- EXCERPTED RECORDS:
......

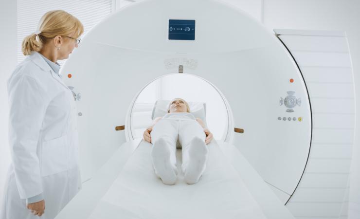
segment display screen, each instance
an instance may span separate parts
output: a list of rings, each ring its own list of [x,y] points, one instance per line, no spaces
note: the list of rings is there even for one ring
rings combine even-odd
[[[169,20],[169,39],[194,40],[195,20]]]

......

- PROBLEM TO SOLVE: Recast every line of the records above as a Markdown table with the columns No. and Line, numbering the rows in order and leaving out blank lines. Omit the pictures from the table.

- WORKED SOLUTION:
| No. | Line |
|---|---|
| 1 | segment display screen, each instance |
| 2 | an instance may span separate parts |
| 3 | output: a list of rings, each ring its own list of [x,y] points, one instance per line, no spaces |
| 4 | note: the list of rings is there even for one ring |
| 5 | rings combine even-odd |
| 6 | [[[169,20],[169,39],[194,40],[195,20]]] |